■ GOALS ■
a) Which people are named in the Syria chemical attack piece? List every one.
b) In the Syria chemical attack piece, update the part that opens with "The corporate media’s" and closes with "and Donald Trump.", changing "fraudulent" to "false".

■ TEXT TO READ ■
The corporate media’s subterfuge, spin and hype has run riot over this latest chemical weapon tragedy in Syria. To try to make sense of it all is a crazy maker of Orwellian doublespeak of epic proportions. Some contend the whole problem began when President Trump received a fraudulent briefing on the Syrian event that some say originated from one Shajul Islam, a British-accused terrorist who was previously put on trial in the UK for terrorism offences and kidnapping, yet mysteriously was allowed to travel to Syria to join al-Qaeda’s fight to overthrow Assad where he is affiliated with a British Intelligence project, known as the White Helmets, who are funded by the British Foreign Office and USAID, and are the ones who provided the graphic images of the victims of the Idlib attack that were shown “as evidence” to the UN Security Council and Donald Trump.
British journalist Peter Hitchens telling description of the terrorist-controlled site of the Idlib Province attack immediately calls into question the source of such questionable ‘evidence’ when he commented, “No independent Western journalist could go there. He or she would be kidnapped or killed within hours. Any report which came from that region is filtered through people who you never see. These are groups like Jabhat Fateh al-Sham, alias the al-Nustra Front, alias al-Qaeda, the Syrian ‘opposition’ which Britain and the U.S. have been supporting for years…the same movement which destroyed the Manhatten Twin Towers.”
Yet U.S. military authorities, the CIA intelligence network and British MI5 already knew full-well before Trump’s ordered attack that the chemical weapons in question came not from the Assad government’s air force but from the warehouse/ammunition depot of an al-Qaeda based terrorist group that operated in the region. And the White Helmets only operate in terrorist-controlled areas, as they are in fact members of al-Qaeda. So, it begs the question who in the Deep State is behind the scenes mouthing who or what to say and do in all this? Is it Trump and his administration dictating to the generals and military what to say and do or is it the other way around? if President Trump was either lied to or kept ignorant of these facts by individuals in his administration or those within his national security/intelligence chain of command they should now all be exposed, fired from whatever their current position, criminally-charged with war crimes against humanity and, perhaps, even executed for treason?

■ DATA EXCERPT ■
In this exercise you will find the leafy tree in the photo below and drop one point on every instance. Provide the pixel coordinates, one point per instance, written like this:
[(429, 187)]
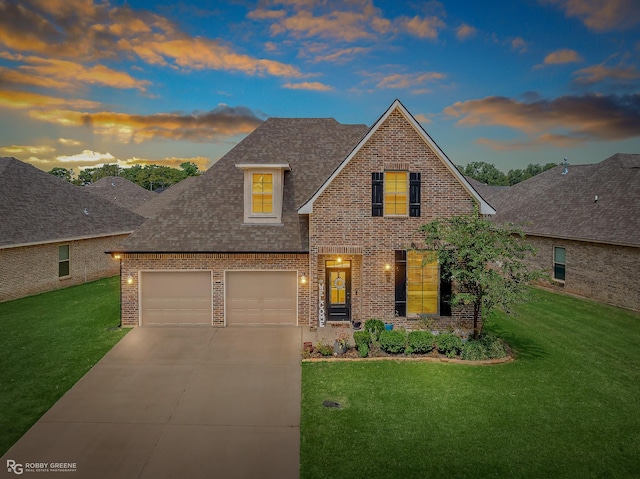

■ ANSWERS TO THE TASKS ■
a) Donald Trump, Shajul Islam, Assad, Peter Hitchens

b)
The corporate media’s subterfuge, spin and hype has run riot over this latest chemical weapon tragedy in Syria. To try to make sense of it all is a crazy maker of Orwellian doublespeak of epic proportions. Some contend the whole problem began when President Trump received a false briefing on the Syrian event that some say originated from one Shajul Islam, a British-accused terrorist who was previously put on trial in the UK for terrorism offences and kidnapping, yet mysteriously was allowed to travel to Syria to join al-Qaeda’s fight to overthrow Assad where he is affiliated with a British Intelligence project, known as the White Helmets, who are funded by the British Foreign Office and USAID, and are the ones who provided the graphic images of the victims of the Idlib attack that were shown “as evidence” to the UN Security Council and Donald Trump.